▸ Trecho:

_ _ _ _ _ _ _

Folha de S. Paulo


O povo dono da praça da República e a atriz dona da cena

A praça da República é do povo. Tradicional ponto de partida de manifestações em Paris, o logradouro virou, a partir de janeiro de 2015, memorial para as vítimas dos atentados ao "Charlie Hebdo". O aspecto solene se amplificou após os ataques de novembro.

Esse clima grave, no entanto, dissipou-se nas últimas semanas. A ocupação Nuit Debout (noite em claro), que ali reúne ao anoitecer centenas de pessoas, operou a mudança de registro, do luto à luta.

ONGs, associações comunitárias, grupos estudantis reunidos inicialmente em torno da oposição ao projeto de lei que flexibiliza os direitos trabalhistas na França, resolveram assentar acampamento (literalmente) na República após a manifestação de 31 de março.

Ali, recobraram suas agendas próprias: auxílio a refugiados, denúncia da violência policial, direitos LGBT, apologia da anarquia, veganismo, combate à islamofobia.

Sem líderes declarados, o movimento se articula em grupos de trabalho (há cerca de 20, de educação a ciência, passando por logística, assembleia constituinte e poesia), que levam propostas à assembleia geral. Nesta, cada orador tem dois minutos de fala.

Dominique Faget - 14.abr.16/AFP
Pessoas na praça da República em Paris como parte do movimento Nuit Debout
Pessoas na praça da República em Paris como parte do movimento Nuit Debout

A imprensa francesa tem comparado o Nuit Debout aos indignados espanhóis, que em 2011 ocuparam a Puerta del Sol madrilenha sob a bandeira da democracia participativa. Apesar dos paralelos, há quem aposte que o primo francês vá se restringir à vitrine de utopias e valores, sem resultar na criação de uma legenda, como o Podemos.

Estabelecer um programa político concreto, comenta-se, seria institucionalizar, domar um elã popular, surgido nas franjas do sistema partidário –e em oposição a ele.

QUERMESSE CIDADÃ

No domingo (10), por volta das 21h30, desfilavam pelo microfone aberto da República tanto ideias tangíveis (convocação à greve geral, petição contra acordo da UE com a Turquia sobre a restrição do direito ao asilo) quanto proposições mais áridas ("qual o significado de ser europeu?").

_ _ _ _ _ _ _

▸ Instrução 1: No texto sobre o Nuit Debout, de quanto tempo de fala dispõe cada orador na assembleia geral?
▸ Instrução 2: Copie do texto sobre o Nuit Debout o trecho que começa nas palavras "A praça da República é" e termina em "combate à islamofobia.".

▸ Linhas de dados:
_ _ _ _ _ _ _

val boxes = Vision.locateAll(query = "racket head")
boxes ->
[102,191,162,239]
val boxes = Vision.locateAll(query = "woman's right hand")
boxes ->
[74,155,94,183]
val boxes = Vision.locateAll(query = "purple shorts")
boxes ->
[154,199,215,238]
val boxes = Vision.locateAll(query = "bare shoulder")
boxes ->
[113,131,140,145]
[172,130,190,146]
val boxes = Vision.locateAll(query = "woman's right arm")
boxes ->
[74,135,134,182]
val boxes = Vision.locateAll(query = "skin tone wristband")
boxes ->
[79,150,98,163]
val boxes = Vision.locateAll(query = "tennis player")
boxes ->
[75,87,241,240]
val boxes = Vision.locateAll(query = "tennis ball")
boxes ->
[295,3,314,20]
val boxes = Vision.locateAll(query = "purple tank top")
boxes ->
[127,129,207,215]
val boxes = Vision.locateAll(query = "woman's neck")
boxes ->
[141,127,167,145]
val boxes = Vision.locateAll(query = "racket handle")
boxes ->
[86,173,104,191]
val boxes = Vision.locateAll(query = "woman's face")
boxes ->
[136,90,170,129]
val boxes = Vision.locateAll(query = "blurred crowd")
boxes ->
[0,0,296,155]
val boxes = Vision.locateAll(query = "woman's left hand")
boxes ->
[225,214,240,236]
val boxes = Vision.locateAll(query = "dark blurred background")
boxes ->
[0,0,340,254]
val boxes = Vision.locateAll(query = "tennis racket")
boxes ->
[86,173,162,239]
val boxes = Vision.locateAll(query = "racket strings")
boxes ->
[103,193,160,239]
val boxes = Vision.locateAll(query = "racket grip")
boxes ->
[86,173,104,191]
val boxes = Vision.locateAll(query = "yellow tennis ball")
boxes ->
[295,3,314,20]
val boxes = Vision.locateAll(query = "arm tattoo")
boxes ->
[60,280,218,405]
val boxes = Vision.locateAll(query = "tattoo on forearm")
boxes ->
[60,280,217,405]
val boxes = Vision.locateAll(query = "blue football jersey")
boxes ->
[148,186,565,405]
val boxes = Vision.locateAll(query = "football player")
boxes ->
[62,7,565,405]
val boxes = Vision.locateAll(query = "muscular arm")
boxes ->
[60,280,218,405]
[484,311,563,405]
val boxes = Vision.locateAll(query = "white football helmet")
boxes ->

_ _ _ _ _ _ _

▸ Resposta completa 1: Cada orador tem dois minutos de fala.

▸ Resposta completa 2:
A praça da República é do povo. Tradicional ponto de partida de manifestações em Paris, o logradouro virou, a partir de janeiro de 2015, memorial para as vítimas dos atentados ao "Charlie Hebdo". O aspecto solene se amplificou após os ataques de novembro.

Esse clima grave, no entanto, dissipou-se nas últimas semanas. A ocupação Nuit Debout (noite em claro), que ali reúne ao anoitecer centenas de pessoas, operou a mudança de registro, do luto à luta.

ONGs, associações comunitárias, grupos estudantis reunidos inicialmente em torno da oposição ao projeto de lei que flexibiliza os direitos trabalhistas na França, resolveram assentar acampamento (literalmente) na República após a manifestação de 31 de março.

Ali, recobraram suas agendas próprias: auxílio a refugiados, denúncia da violência policial, direitos LGBT, apologia da anarquia, veganismo, combate à islamofobia.